_The exercise_
Can you rewrite the material below with "example output" switched to "sample output" everywhere it occurs, leaving everything else unchanged?

──────── Stored records

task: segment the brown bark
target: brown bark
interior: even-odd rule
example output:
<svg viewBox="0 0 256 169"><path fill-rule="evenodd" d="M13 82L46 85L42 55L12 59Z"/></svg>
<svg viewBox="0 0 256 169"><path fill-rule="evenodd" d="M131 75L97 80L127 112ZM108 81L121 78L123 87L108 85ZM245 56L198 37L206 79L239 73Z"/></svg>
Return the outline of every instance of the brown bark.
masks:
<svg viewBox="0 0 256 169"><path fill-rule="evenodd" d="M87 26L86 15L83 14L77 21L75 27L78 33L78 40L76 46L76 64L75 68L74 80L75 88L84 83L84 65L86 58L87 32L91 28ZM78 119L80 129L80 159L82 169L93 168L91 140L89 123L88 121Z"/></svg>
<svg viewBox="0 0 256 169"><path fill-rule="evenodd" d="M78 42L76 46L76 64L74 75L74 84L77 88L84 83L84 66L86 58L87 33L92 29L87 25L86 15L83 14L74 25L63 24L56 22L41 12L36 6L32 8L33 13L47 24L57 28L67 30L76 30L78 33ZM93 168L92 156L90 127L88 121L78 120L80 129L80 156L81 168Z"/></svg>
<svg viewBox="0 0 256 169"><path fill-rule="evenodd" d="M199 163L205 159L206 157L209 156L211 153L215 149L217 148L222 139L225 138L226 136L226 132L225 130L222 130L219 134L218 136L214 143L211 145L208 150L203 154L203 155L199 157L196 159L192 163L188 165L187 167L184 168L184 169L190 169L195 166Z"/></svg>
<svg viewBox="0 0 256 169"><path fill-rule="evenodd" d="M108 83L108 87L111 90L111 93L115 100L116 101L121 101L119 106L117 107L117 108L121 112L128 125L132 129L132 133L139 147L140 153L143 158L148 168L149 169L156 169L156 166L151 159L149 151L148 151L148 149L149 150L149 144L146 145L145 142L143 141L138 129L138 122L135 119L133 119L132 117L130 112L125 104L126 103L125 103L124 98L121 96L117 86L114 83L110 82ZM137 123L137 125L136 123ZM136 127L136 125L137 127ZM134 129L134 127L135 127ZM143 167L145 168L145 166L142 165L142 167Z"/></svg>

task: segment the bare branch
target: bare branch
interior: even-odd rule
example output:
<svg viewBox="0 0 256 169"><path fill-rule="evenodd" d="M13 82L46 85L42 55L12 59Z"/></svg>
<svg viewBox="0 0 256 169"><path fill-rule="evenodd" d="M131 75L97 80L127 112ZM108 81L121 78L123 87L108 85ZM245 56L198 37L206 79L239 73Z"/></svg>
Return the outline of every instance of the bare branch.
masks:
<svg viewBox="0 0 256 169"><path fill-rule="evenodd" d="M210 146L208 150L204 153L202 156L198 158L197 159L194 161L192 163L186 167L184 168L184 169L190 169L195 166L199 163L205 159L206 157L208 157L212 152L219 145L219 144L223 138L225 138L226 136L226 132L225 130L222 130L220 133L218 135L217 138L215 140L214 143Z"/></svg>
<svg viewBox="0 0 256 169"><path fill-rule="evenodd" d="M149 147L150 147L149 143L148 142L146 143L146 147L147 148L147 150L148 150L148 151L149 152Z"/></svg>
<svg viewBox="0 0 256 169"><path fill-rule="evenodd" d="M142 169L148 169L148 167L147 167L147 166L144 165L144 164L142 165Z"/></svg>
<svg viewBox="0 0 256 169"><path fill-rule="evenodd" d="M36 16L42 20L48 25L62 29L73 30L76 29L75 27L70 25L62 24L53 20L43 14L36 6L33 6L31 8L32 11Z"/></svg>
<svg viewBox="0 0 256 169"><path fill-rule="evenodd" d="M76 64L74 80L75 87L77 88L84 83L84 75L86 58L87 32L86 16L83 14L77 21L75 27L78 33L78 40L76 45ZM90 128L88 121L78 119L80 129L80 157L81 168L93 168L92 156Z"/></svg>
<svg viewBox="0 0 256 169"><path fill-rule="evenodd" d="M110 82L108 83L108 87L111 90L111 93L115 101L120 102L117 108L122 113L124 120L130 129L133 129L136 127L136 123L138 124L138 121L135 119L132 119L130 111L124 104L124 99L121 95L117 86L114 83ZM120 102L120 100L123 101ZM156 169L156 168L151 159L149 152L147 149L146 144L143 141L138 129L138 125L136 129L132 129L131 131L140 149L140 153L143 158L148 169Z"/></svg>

────────────────

_Solution_
task: segment the brown bark
target: brown bark
interior: even-odd rule
sample output:
<svg viewBox="0 0 256 169"><path fill-rule="evenodd" d="M13 82L46 85L42 55L12 59Z"/></svg>
<svg viewBox="0 0 256 169"><path fill-rule="evenodd" d="M131 75L97 80L127 112ZM108 81L121 78L123 87L108 85ZM245 56L198 37L206 79L239 73Z"/></svg>
Return the outline of every instance of the brown bark.
masks:
<svg viewBox="0 0 256 169"><path fill-rule="evenodd" d="M87 26L86 15L83 14L77 21L75 27L78 33L78 40L76 46L76 64L75 68L74 80L75 88L84 83L84 65L86 58L87 32L91 28ZM78 119L80 129L80 159L82 169L93 168L91 140L89 123L88 121Z"/></svg>
<svg viewBox="0 0 256 169"><path fill-rule="evenodd" d="M78 42L76 46L76 64L74 75L74 84L77 88L84 83L84 66L86 58L87 33L92 29L87 25L86 15L83 14L74 25L63 24L56 22L41 12L36 6L32 8L33 13L47 24L57 28L67 30L76 30L78 33ZM93 168L92 156L90 127L88 121L78 120L80 129L80 156L81 168Z"/></svg>
<svg viewBox="0 0 256 169"><path fill-rule="evenodd" d="M199 163L205 159L206 157L209 156L211 153L215 149L217 148L222 139L225 138L226 136L226 132L225 130L222 130L219 134L218 136L214 143L211 145L208 150L203 154L203 155L199 157L196 159L192 163L188 165L187 167L184 168L184 169L190 169L195 166Z"/></svg>
<svg viewBox="0 0 256 169"><path fill-rule="evenodd" d="M108 83L108 87L111 90L111 93L115 100L116 101L121 101L119 106L117 107L117 108L121 112L128 125L132 129L132 133L139 147L140 153L143 158L148 168L149 169L156 169L156 166L151 159L149 151L148 151L148 149L149 150L149 144L146 145L145 142L143 141L138 129L138 122L135 119L133 119L132 117L130 112L125 104L126 103L125 103L124 98L121 96L117 86L114 83L110 82ZM137 123L137 125L136 123ZM136 127L136 125L137 127ZM134 129L134 127L135 127ZM143 167L145 168L145 166L142 165L142 167Z"/></svg>

task: segment the bare branch
target: bare branch
interior: even-odd rule
sample output:
<svg viewBox="0 0 256 169"><path fill-rule="evenodd" d="M13 82L46 85L42 55L12 59Z"/></svg>
<svg viewBox="0 0 256 169"><path fill-rule="evenodd" d="M131 75L97 80L127 112ZM108 81L121 78L123 87L108 85ZM245 56L198 37L206 79L239 73Z"/></svg>
Return the outline of every instance of the bare branch.
masks:
<svg viewBox="0 0 256 169"><path fill-rule="evenodd" d="M210 146L208 150L204 153L202 156L198 158L197 159L194 161L192 163L186 167L184 168L184 169L190 169L195 166L199 163L205 159L206 157L208 157L212 152L219 145L219 144L223 138L225 138L226 136L226 132L225 130L222 130L220 133L218 135L217 138L215 140L214 143Z"/></svg>
<svg viewBox="0 0 256 169"><path fill-rule="evenodd" d="M149 147L150 147L149 143L148 142L146 143L146 147L147 148L147 150L148 150L148 151L149 152Z"/></svg>
<svg viewBox="0 0 256 169"><path fill-rule="evenodd" d="M142 169L148 169L148 167L147 167L147 166L144 165L144 164L142 165Z"/></svg>
<svg viewBox="0 0 256 169"><path fill-rule="evenodd" d="M36 16L42 20L48 25L62 29L73 30L76 29L75 27L70 25L62 24L53 20L43 14L36 6L33 6L31 8L32 11Z"/></svg>
<svg viewBox="0 0 256 169"><path fill-rule="evenodd" d="M76 64L74 80L75 87L77 88L84 83L84 75L86 58L87 32L86 16L83 14L77 21L75 27L78 33L78 40L76 45ZM90 128L88 121L78 119L80 129L80 157L81 168L93 168L92 156Z"/></svg>
<svg viewBox="0 0 256 169"><path fill-rule="evenodd" d="M110 82L108 83L108 87L111 90L111 93L115 101L120 102L117 108L122 113L124 120L130 129L133 129L136 127L136 123L138 124L138 121L135 119L132 119L130 111L124 104L124 99L121 95L117 86L114 83ZM120 102L120 100L123 101ZM156 169L156 168L151 159L149 152L147 149L146 144L143 141L138 129L138 125L136 129L132 129L131 131L140 149L140 153L143 158L148 169Z"/></svg>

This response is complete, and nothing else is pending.